▶ **TASK OBJECTIVE**: Give the lines of the rows below as a numbered list, from the line with "Guideline: for each instance of the woman's arm, the" through the end of the rows, leaving out any blank lines.

▶ **GIVEN DATA**:
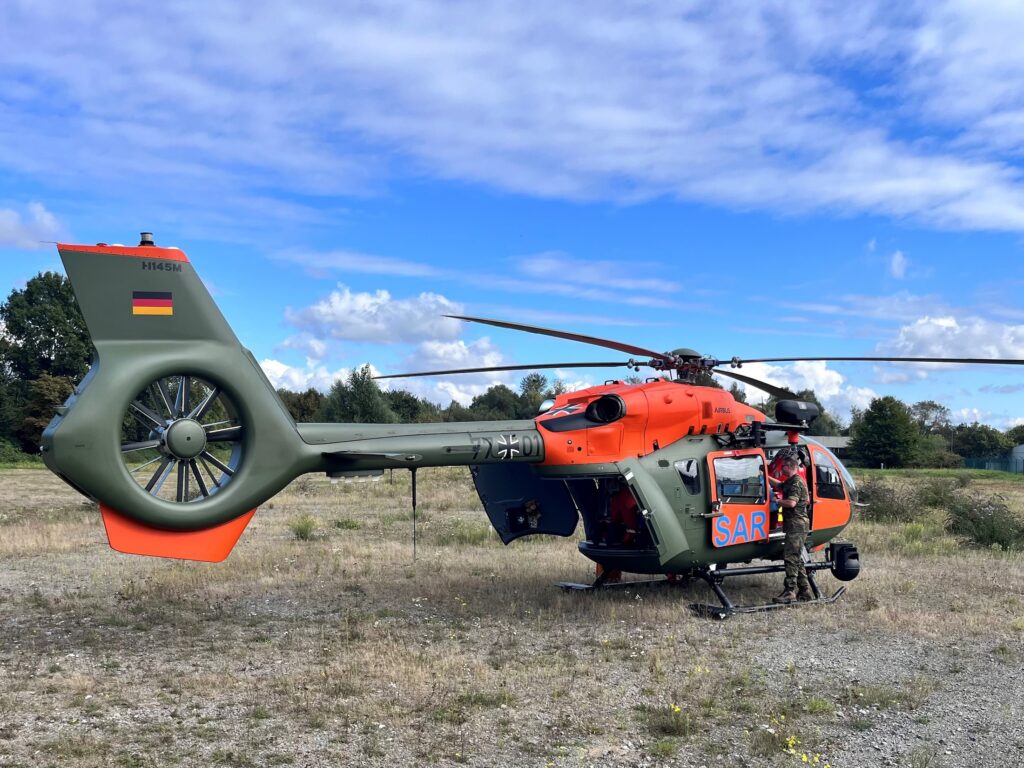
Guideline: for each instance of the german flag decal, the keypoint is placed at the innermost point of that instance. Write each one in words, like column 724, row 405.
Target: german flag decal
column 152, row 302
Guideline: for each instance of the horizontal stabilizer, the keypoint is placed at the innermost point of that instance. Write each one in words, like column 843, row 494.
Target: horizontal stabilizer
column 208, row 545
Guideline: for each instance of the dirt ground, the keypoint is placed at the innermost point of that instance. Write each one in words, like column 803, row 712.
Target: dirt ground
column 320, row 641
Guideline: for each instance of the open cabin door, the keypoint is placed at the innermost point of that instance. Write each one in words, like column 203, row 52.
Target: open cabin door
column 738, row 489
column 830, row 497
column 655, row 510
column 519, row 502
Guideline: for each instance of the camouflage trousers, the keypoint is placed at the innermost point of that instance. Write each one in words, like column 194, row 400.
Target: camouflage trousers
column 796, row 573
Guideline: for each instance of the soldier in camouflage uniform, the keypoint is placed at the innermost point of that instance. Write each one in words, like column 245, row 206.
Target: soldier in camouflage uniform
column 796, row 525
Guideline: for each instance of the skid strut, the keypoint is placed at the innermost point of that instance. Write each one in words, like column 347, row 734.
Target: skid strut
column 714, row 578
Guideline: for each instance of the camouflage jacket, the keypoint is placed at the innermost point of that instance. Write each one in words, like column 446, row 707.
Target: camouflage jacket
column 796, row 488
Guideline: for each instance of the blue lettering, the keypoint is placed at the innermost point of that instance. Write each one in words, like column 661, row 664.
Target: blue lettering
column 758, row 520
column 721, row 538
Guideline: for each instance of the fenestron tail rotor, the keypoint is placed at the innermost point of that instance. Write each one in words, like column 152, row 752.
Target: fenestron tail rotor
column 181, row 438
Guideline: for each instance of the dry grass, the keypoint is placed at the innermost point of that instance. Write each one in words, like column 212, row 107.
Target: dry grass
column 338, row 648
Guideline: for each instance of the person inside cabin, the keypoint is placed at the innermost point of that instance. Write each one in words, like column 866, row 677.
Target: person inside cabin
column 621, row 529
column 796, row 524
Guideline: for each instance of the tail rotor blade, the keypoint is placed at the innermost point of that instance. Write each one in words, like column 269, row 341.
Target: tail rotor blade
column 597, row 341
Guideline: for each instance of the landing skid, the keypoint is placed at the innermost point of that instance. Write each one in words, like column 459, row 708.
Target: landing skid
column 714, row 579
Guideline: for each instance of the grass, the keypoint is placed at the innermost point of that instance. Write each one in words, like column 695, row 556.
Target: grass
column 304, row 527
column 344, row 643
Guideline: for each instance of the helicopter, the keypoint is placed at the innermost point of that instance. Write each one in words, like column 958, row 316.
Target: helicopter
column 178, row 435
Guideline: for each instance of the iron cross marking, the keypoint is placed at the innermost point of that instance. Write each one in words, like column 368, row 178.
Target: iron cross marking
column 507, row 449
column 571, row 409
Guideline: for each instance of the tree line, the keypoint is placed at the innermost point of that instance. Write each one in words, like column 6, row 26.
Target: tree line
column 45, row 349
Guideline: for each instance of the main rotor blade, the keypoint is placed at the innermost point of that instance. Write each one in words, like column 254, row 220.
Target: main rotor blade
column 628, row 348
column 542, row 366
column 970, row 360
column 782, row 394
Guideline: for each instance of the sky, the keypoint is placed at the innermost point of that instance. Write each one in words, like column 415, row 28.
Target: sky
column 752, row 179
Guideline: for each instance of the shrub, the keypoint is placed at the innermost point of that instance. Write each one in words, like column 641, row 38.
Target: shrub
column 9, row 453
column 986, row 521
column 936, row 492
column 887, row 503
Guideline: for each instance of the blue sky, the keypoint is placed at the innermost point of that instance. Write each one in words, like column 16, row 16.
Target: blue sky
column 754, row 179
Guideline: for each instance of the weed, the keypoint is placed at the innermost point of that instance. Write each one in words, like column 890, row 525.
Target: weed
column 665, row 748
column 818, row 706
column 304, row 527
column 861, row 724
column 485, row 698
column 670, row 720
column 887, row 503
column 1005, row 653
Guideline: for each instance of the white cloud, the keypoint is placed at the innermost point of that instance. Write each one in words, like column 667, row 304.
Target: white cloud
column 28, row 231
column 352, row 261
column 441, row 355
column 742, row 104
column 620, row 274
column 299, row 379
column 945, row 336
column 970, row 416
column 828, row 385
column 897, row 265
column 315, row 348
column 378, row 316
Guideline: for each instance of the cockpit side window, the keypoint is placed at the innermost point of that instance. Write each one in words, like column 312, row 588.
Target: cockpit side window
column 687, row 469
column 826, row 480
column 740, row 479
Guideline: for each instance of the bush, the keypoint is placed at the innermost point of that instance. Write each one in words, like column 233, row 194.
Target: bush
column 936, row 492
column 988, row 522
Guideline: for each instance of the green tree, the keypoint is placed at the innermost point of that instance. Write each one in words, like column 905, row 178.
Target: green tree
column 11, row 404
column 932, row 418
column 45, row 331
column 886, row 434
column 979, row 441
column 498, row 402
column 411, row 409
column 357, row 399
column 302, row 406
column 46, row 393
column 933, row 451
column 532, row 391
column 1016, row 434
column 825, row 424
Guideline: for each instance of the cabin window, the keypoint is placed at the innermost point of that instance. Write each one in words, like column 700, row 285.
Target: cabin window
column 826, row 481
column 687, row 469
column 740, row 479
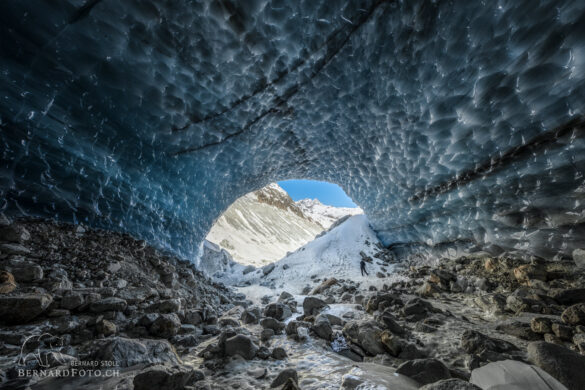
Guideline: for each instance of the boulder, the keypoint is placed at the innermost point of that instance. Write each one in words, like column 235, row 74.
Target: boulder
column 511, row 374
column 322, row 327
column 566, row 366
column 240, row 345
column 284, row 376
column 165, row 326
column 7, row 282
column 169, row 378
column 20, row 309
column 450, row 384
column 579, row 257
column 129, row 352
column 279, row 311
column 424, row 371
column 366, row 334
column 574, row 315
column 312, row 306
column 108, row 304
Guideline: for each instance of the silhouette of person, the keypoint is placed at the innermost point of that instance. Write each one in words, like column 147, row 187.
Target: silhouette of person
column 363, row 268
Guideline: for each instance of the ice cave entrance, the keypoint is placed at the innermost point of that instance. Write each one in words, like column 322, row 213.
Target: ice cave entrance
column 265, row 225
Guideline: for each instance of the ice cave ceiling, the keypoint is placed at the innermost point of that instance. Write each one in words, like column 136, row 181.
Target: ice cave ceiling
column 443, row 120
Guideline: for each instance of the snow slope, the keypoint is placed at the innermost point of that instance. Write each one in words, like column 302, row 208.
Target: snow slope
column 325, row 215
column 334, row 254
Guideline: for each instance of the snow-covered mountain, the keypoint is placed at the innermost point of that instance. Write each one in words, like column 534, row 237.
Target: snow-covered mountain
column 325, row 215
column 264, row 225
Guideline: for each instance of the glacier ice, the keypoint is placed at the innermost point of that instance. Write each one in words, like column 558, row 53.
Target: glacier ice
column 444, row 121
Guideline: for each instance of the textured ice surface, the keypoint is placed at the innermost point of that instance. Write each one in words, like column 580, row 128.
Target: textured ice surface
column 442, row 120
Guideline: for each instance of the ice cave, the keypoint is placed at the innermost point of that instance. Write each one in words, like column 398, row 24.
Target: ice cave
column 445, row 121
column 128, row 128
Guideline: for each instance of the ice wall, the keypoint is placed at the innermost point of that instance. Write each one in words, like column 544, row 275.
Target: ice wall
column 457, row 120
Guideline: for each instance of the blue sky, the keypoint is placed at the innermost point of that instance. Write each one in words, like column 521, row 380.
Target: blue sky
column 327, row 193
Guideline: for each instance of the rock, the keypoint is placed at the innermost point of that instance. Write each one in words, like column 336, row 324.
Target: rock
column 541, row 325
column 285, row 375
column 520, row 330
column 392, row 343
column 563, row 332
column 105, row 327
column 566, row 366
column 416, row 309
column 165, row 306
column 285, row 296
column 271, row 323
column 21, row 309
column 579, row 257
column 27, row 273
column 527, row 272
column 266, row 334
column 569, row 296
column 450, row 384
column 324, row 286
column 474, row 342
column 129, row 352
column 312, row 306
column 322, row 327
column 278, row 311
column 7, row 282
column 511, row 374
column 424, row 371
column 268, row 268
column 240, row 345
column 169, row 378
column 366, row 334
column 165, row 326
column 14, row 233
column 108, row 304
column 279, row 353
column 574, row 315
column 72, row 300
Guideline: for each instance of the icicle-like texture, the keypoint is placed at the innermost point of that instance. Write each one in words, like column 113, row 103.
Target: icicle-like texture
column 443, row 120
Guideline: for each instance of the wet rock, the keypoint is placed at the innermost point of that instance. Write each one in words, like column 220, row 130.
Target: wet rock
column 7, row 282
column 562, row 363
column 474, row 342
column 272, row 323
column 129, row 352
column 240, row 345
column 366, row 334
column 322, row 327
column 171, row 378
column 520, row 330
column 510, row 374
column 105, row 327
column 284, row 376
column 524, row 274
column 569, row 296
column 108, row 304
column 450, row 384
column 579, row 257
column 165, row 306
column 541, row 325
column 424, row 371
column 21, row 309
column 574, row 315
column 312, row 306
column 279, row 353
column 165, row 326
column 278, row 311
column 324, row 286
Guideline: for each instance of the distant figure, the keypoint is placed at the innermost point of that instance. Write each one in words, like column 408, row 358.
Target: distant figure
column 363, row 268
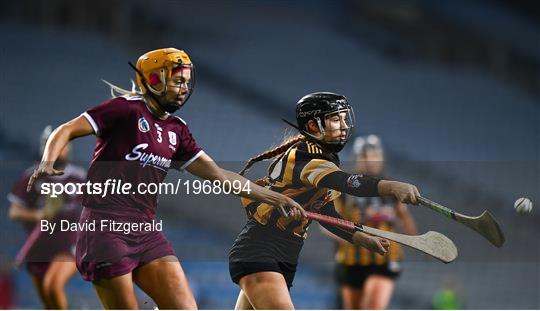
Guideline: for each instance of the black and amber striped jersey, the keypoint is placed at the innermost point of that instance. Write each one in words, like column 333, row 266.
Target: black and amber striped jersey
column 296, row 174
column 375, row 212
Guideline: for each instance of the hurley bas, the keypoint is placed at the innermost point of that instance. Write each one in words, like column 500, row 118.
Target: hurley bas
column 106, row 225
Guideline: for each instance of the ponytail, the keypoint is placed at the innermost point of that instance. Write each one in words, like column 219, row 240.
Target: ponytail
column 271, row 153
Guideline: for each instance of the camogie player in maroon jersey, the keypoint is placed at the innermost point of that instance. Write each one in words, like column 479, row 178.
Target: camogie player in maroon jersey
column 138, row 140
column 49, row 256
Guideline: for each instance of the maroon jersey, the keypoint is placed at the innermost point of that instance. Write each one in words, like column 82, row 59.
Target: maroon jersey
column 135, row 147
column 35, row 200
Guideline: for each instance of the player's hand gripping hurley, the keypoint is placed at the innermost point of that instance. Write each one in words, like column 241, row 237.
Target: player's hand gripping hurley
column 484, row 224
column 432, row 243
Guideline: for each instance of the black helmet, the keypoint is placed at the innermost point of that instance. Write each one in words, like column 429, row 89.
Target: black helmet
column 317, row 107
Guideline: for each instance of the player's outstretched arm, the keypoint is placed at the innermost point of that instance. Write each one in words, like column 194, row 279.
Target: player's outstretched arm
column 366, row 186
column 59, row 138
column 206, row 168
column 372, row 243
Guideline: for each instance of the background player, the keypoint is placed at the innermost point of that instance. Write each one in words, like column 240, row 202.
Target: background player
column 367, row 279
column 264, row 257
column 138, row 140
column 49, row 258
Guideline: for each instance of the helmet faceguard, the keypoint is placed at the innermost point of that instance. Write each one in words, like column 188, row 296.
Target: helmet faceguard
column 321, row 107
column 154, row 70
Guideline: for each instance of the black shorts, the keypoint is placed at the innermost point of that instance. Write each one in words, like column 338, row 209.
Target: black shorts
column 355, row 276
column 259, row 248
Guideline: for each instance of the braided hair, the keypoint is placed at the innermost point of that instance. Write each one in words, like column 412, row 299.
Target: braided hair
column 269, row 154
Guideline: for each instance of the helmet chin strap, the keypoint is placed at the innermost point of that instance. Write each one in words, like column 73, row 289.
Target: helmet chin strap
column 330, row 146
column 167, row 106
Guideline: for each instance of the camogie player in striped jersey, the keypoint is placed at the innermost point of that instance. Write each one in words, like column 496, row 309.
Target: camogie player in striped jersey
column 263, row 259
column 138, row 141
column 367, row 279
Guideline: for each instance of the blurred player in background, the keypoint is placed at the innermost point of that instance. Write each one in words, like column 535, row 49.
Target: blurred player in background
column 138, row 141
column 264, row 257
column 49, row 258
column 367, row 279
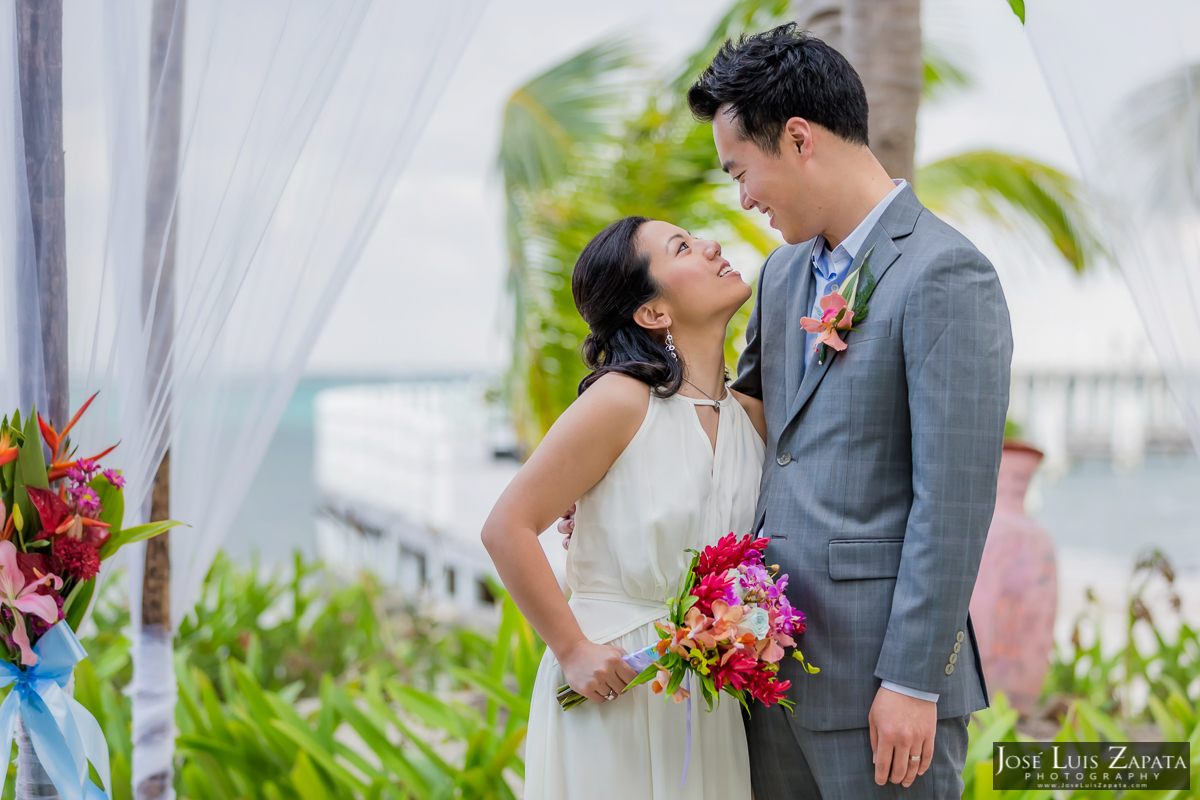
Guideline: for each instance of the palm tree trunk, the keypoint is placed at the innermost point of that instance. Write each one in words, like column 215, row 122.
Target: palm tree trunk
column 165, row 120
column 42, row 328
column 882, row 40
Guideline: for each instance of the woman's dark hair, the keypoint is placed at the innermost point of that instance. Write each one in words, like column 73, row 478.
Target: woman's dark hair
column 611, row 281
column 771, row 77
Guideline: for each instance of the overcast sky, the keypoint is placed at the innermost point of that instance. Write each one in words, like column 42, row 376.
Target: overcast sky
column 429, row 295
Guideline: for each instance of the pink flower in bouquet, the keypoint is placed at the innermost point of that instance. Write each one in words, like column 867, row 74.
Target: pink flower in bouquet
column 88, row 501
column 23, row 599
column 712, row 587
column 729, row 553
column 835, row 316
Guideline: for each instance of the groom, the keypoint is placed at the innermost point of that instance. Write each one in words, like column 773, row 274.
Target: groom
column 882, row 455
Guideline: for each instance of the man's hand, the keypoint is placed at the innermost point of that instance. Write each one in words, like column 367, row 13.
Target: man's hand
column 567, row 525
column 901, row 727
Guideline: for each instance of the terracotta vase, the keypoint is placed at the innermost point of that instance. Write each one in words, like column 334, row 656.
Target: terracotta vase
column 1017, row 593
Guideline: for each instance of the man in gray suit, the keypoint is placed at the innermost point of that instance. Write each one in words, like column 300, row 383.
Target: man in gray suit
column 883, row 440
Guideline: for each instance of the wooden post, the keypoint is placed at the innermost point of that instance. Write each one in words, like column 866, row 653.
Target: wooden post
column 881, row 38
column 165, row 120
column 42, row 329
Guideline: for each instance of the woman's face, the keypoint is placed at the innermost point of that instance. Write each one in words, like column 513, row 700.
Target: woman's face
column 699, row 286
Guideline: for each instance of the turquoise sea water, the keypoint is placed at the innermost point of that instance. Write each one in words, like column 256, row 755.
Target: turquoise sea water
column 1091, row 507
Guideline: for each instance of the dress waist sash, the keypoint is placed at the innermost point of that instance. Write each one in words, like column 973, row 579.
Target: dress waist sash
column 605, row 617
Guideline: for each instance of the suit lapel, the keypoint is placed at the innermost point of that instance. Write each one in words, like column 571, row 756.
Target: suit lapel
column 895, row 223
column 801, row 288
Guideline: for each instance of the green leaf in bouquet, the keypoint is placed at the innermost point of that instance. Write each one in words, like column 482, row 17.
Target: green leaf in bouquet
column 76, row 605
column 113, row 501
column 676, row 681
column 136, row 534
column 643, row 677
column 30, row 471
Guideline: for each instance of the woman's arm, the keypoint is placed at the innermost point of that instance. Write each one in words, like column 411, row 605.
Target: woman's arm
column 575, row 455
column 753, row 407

▶ **RESULT OF THIS EXERCISE**:
1. Guideline: for each instance of the woman's arm, the keypoint is placed at the innermost point of that instance. Write each one in words, like column 411, row 605.
2. Target: woman's arm
3. column 575, row 455
4. column 753, row 407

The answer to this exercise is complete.